--- start SELECTED TEXT ---

Quick start, how to construct your SaaS app

Amit Cohen
13 min readMar 2, 2022

Lack of product-market fit is considered by most the main reason new products fail. Once product-market fit is achieved eventually, they start investing into building a scalable and secure product. There is a lot of advice for early stage SaaS startups on finding the right customers and market to serve. However, for those who survive or live longer, there is little guidance on how to choose and build a scalable technical stack that supports their product and customers in the long run. Most early stage companies rely heavily on the MVP practice, allowing them to iterate quicker, while figuring out the customers needs. In many cases, the MVP is a bunch of scripts and UI components glued together rapidly to try out features and gather customer feedback. The problem with this approach is that it creates a significant gap between the state of the product built as an MVP and the requirements of a great future product.vAn alternative approach is to be thoughtful about your product architecture right from the start, even before you have the first set of features implemented. Keep the tech stack in mind from the beginning and grow it gradually as your product and business grow. Many technical aspects of a SaaS offering are constant and re-usable across different products and business ideas. Get them right at the beginning, and you will worry about them much less later on.

--- end SELECTED TEXT ---

* SET TASKS:
[1] Copy verbatim the records beginning with the line that contains "Annotation guideline: every instance of the flooded" and ending with the final line of the records, including both of those lines.
[2] Write the next part of the article on planning a SaaS product's technical stack, beginning after its last sentence.

--- start RAW DATA ---

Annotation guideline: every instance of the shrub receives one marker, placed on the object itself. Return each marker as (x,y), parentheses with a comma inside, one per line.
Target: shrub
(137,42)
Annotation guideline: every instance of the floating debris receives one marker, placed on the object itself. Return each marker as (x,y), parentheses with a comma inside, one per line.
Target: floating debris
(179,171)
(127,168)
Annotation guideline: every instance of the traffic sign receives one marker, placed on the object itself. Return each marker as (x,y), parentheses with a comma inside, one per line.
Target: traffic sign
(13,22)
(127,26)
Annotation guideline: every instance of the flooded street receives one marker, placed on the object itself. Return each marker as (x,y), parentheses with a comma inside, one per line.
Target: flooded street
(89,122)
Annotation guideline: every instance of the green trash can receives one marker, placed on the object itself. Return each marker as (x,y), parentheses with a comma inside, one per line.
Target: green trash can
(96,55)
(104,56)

--- end RAW DATA ---

* THE ANSWERS:
[1]
Annotation guideline: every instance of the flooded street receives one marker, placed on the object itself. Return each marker as (x,y), parentheses with a comma inside, one per line.
Target: flooded street
(89,122)
Annotation guideline: every instance of the green trash can receives one marker, placed on the object itself. Return each marker as (x,y), parentheses with a comma inside, one per line.
Target: green trash can
(96,55)
(104,56)

[2]
The Database

At the core of the tech stack of any modern SaaS product sits a reliable, secure and scalable database. The DB component is crucial and any mistakes made while selecting and designing your database will bear a significant cost to fix later on. There are several decisions you need to make when considering a database for your new SaaS product. lets explore

Self-Managed vs Fully Managed

The self-managed option gives you total control, allowing you to have a database that matches your exact needs, while avoiding cloud vendor lock-in. You will deploy, configure and maintain your database from the very start on cloud servers. This option is usually cheaper, especially at scale. This comes with a price though: you will need the time, resources and skills to do that. If these are scarce, you might consider a fully-managed database, usually offered as a service by most cloud vendors. It is much easier to set up, deploy and scale, as the vendor will take care of this for you behind the scenes. However, they usually bear a higher cost and limited customization and adjustment to one’s needs.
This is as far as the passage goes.